Instructions to follow: Render the lines from the one containing "Please put a point on the lichen" through the one containing "Please put a point on the tree root", both included, as a JSON list of strings with one string per line and blank lines omitted.

Records provided:
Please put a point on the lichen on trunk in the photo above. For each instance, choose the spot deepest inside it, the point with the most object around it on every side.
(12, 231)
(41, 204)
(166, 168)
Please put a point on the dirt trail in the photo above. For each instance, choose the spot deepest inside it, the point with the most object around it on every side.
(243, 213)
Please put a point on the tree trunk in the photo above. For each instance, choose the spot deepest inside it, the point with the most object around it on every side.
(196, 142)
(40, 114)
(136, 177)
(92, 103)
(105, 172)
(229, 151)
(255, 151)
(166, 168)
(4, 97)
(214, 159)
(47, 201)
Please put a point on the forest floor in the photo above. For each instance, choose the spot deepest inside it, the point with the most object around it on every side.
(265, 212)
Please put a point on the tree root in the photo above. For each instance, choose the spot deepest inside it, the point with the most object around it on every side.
---
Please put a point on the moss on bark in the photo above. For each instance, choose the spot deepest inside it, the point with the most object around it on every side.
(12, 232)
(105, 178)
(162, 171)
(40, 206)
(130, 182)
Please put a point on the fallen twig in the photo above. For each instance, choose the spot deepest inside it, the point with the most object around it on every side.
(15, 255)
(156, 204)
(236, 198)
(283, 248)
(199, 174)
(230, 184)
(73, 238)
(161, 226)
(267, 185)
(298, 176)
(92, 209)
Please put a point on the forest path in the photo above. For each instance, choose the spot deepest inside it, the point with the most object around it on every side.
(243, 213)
--
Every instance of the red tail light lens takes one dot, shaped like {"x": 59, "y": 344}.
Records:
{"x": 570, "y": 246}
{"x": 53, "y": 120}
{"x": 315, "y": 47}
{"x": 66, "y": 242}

The solution:
[
  "Please put a point on the lichen on trunk in the photo above. For each instance, choose the spot deepest inside it, the point with the most object around it on every side.",
  "(12, 231)",
  "(41, 204)",
  "(166, 168)",
  "Please put a point on the dirt trail in the photo above. For each instance, choose the spot deepest inside it, the point with the most object around it on every side.",
  "(243, 213)",
  "Please put a point on the tree trunk in the photo above. For each instance, choose the spot deepest inside it, the point with the most object around it on every side.",
  "(196, 142)",
  "(40, 114)",
  "(136, 177)",
  "(92, 103)",
  "(105, 172)",
  "(229, 151)",
  "(255, 151)",
  "(166, 168)",
  "(4, 97)",
  "(214, 159)",
  "(47, 201)",
  "Please put a point on the forest floor in the photo above. For each instance, choose the spot deepest inside it, the point with the most object around it on every side.",
  "(265, 212)",
  "Please put a point on the tree root in the photo above. For each instance, choose the spot deepest inside it, the point with the most object around it on every side."
]